:: Page ::

•••

Replication Manager NG

Stateless async replication manager for PXC Clusters

What does it mean stateless?

Replication Manager NG does not write anything into the database and does not keep any track of current replication topology. Based on known cluster topology and a set of rules, each node in the replica cluster is able to know if he must assume the role of replicating data. As a topology manager, we care only about the io_thread status, we do not check sql_thread status. This means that you need to monitor if replication events are being applied successfully or latency is increasing.

How does it work?

We have three tables that you need to fill with data previously. One table contains replication metadata: user, password... The other two tables contain information about the source cluster and the replica cluster. We execute a database procedure, in each node, that retrives the configuration data and analyzes two things: replication status and node availability. With this information we are able to decide if the node should be running the replication threads or not.

Sounds great, but could you provide more details?

Of course. This is what the procedure does:

Check node health in the cluster. If the wsrep_ready is not 'ON', then we do nothing and quit.
Check if the node is member of the replica cluster. If it is not, we remove all the replication configuration and quit.
Check if there is a node in the replica cluster with a lesser value of priority. If there is, we should not run replication locally. We remove all the replication configuration and quit.
Check if replication is running. If it is running then do nothing and quit.
Check if replication is configured. If it is not, then configure it pointing to the source node with less priority and quit.
If replication is configured and not running, get the following source node in the topology and configure replication pointing to it, then quit.

How do I install it?

Configure replication from the source cluster to the replica. Use a channel, you will need to use that channel later. If replication is not running, you should not continue. As a general recommendation, although it is not strictly required, run all your slaves with auto start of replication disabled (skip-slave-start). This is important to avoid a node starting replication after a crash.
Create the tables and procedure. Make sure that you install both on the same database. For example you can run:

$ mysql -e "create database percona"
$ mysql percona < create_tables.sql
$ mysql percona < replication_managerng.sql

Although it is an untested feature, you could install everything on different databases to run more complex replication topologies. Be careful, the more complex a replication topology is, the more issues you never thought of will appear. Keep your topology as simple as possible.

Configure the metadata table. Here you have a sample configuration.

meta_key	meta_value
replication_channel	test_channel
replication_password	Replication_password1
replication_ssl	1
replication_user	replication_user

replication_channel is the name of replication channel you configured in step 1.

replication_password is the password used for replication.

replication_ssl if ssl should be enabled.

replication_user the username used for replication.

The sql code to insert data into the metadata table is like this:

insert into replication_metadata values ('replication_channel','my_replication_channel');

Use similar code to insert data on the other tables. But you should have some sql knowledge if you want to use this tool.

Configure the topology tables. These two tables, source_cluster and replica_cluster contain the nodes and priorities assigned. Source cluster:

cluster	node_priority	node_name	node_address
clusterT1	1	mysql1-T1	10.11.30.208
clusterT1	2	mysql2-T1	10.11.72.237
clusterT1	3	mysql3-T1	10.11.13.109

cluster corresponds to the cluster name in pxc, but it is not used currently.

•••

:: Listed records ::
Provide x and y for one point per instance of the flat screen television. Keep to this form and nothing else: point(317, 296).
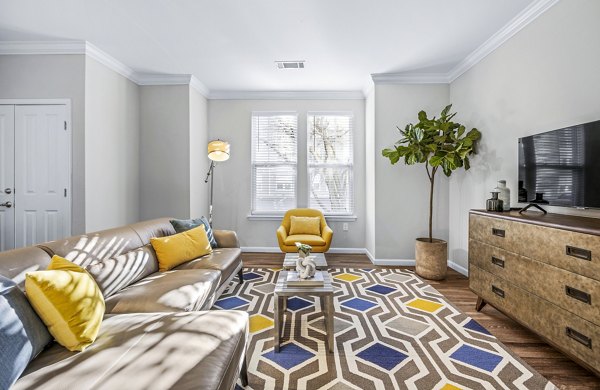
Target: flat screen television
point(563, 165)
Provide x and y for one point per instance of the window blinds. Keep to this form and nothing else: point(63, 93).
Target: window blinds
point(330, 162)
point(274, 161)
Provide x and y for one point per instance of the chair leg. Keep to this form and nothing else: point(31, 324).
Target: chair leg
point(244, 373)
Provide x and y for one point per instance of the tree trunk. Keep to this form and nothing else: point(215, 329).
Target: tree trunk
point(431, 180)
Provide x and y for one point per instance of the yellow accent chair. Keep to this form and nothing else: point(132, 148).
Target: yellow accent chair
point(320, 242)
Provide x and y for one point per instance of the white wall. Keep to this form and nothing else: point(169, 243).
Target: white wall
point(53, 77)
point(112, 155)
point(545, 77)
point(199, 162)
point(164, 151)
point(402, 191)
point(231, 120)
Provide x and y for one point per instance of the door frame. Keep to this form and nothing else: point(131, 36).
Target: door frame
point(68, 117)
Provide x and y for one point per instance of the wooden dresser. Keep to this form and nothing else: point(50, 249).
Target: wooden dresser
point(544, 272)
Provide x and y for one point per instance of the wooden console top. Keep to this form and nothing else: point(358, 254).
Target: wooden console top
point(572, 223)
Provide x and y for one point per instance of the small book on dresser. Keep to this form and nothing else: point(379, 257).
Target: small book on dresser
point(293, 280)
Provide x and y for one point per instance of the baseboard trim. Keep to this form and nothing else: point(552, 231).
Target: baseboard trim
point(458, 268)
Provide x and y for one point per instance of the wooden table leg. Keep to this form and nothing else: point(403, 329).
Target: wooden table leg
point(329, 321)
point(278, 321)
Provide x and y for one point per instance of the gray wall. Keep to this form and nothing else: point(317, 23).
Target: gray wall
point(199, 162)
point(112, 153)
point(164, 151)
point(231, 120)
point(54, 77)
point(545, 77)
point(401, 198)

•••

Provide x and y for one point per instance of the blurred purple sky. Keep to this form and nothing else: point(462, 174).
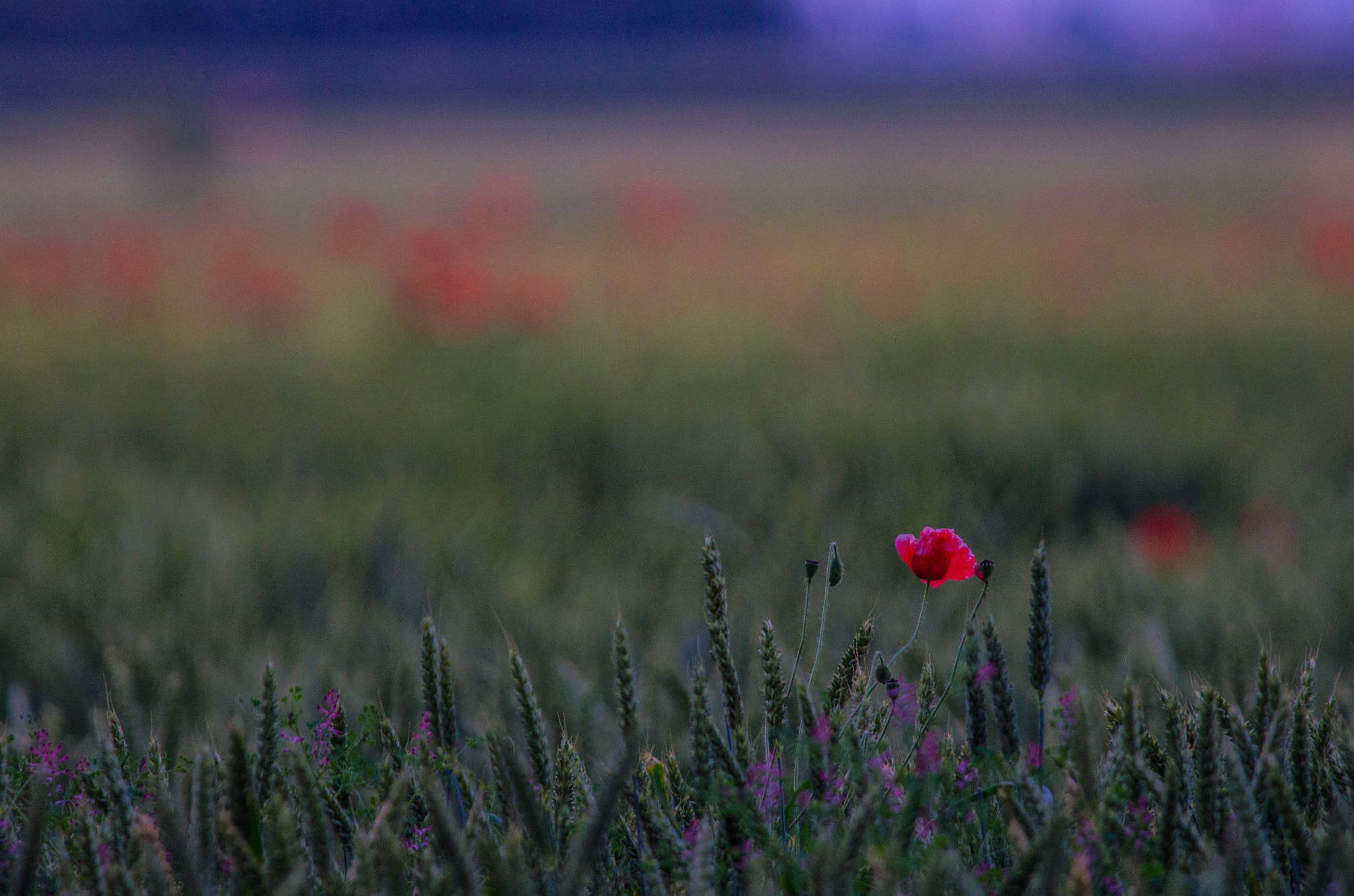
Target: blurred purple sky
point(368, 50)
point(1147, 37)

•••

:: Tasks for this exercise ::
• 1. In the Replication Manager NG page, condense the paragraph beginning "Replication Manager NG does not write anything into the database" into a short bulleted list that keeps its main facts.
• 2. List every meta_key that appears in the sample metadata configuration on the Replication Manager NG page.
• 3. Continue the Replication Manager NG page from the point where it stops.

:: Responses to the tasks ::
• 1.
- It writes nothing into the database and does not track the current replication topology.
- Each node in the replica cluster uses the known cluster topology and a set of rules to decide whether it must take on the replicating role.
- It checks only the io_thread status, not the sql_thread status.
- You must monitor separately whether replication events are applied successfully and whether latency is increasing.

• 2.
- replication_channel
- replication_password
- replication_ssl
- replication_user

• 3.
node_priority defines for the source cluster what is the order hosts will be tested. If a server has to be configured from scratch, it will configure replication to the lowest priority host. If replication is already configured and it is broken, it will try with the following node.

node_name and node_address are the node_name and node_address.

Replica cluster:

cluster	node_priority	node_name	node_address
clusterT2	1	mysql1-T2	10.11.153.62
clusterT2	2	mysql2-T2	10.11.110.195
clusterT2	3	mysql3-T2	10.11.13.216

cluster corresponds to the cluster name in pxc, but it is used to find the nodes in my cluster with less priority.

node_priority the available node that has the lesser priority will run replication.

node_name and node_address are the node_name and node_address.

Call the procedure on each node.

You just need to use your favorite too to execute this procedure on each node periodically. If you write a cronjob to execute the procedure on each node every minute, that's fine.

I don't recommend using database events because enabling events on replicas can generate errant GTIDs.

Hey, the sql thread crashed and replication was not fixed... what's wrong?

We monitor replication topology, not overall replication health. Usually, a problem with replication that appears in when sql code is executed will not be fixed by repointing replicas. You need to fix this before.

Hey, we were XXXXX seconds behing master and the application made all the relay logs disappear. What has happened?

The application can issue a reset replica all or a change master, in both cases your relay logs will disappear. Make sure that you do not purge the binary logs in the server. I added a safeguard that, if the io_thread is not running, it will not issue a change master until all the pending events have been applied. But this only works if does not join the replica cluster a node with better priority.

Why do you say better priority instead of higher o lower priority?

Nodes with lower priority values have higher priority. Less is more. This is a bit confusing, this is why I use the word better.

Why don't you use the metadata table to configure the logging instead of using a parameter?

In case of replication latency this change would be applied when all the pending events are applied. By using a parameter, you can enable or disable logging without worrying about replication delays.

I changed replica priorities and nothing happened.

Did you change the replica priorities while replication was broken or there was replication delay? This is the most probable cause.

I changed the source priorities and nothing happened.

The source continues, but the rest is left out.